-- Your objective --
Put the material from the line containing "Mark the ford" through the end of the material into a Markdown table with the columns No. and Line, leaving out blank lines.

-- Dataset --
:::
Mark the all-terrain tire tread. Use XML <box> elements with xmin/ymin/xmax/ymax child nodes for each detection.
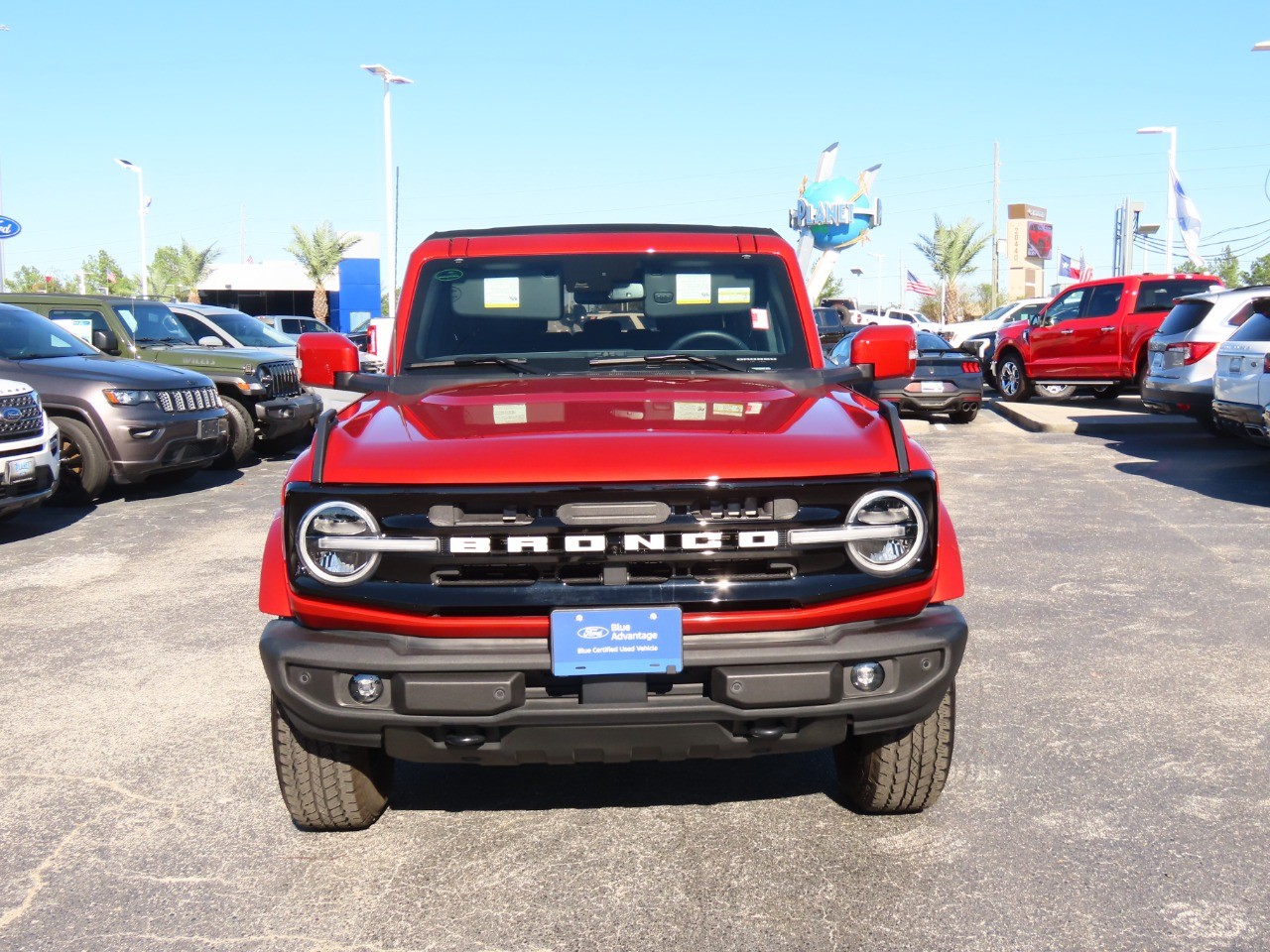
<box><xmin>271</xmin><ymin>699</ymin><xmax>393</xmax><ymax>830</ymax></box>
<box><xmin>834</xmin><ymin>686</ymin><xmax>956</xmax><ymax>813</ymax></box>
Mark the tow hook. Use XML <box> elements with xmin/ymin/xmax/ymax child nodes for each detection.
<box><xmin>749</xmin><ymin>724</ymin><xmax>785</xmax><ymax>740</ymax></box>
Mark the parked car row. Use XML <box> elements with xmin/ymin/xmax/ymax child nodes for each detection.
<box><xmin>0</xmin><ymin>295</ymin><xmax>332</xmax><ymax>516</ymax></box>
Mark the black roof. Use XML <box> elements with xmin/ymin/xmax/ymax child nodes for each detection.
<box><xmin>428</xmin><ymin>225</ymin><xmax>780</xmax><ymax>241</ymax></box>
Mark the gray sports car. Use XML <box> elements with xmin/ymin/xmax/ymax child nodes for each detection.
<box><xmin>828</xmin><ymin>330</ymin><xmax>983</xmax><ymax>422</ymax></box>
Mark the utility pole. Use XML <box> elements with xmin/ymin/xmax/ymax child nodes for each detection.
<box><xmin>992</xmin><ymin>142</ymin><xmax>1001</xmax><ymax>307</ymax></box>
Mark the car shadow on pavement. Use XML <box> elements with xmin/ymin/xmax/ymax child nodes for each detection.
<box><xmin>119</xmin><ymin>468</ymin><xmax>242</xmax><ymax>503</ymax></box>
<box><xmin>390</xmin><ymin>750</ymin><xmax>837</xmax><ymax>812</ymax></box>
<box><xmin>0</xmin><ymin>503</ymin><xmax>96</xmax><ymax>545</ymax></box>
<box><xmin>1107</xmin><ymin>429</ymin><xmax>1270</xmax><ymax>507</ymax></box>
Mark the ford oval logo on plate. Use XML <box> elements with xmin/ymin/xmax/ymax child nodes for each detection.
<box><xmin>550</xmin><ymin>606</ymin><xmax>684</xmax><ymax>678</ymax></box>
:::
-- Exercise solution --
| No. | Line |
|---|---|
| 1 | Mark the ford oval logo on plate. Use XML <box> elements with xmin/ymin/xmax/ymax child nodes for each detection. |
| 2 | <box><xmin>550</xmin><ymin>606</ymin><xmax>684</xmax><ymax>678</ymax></box> |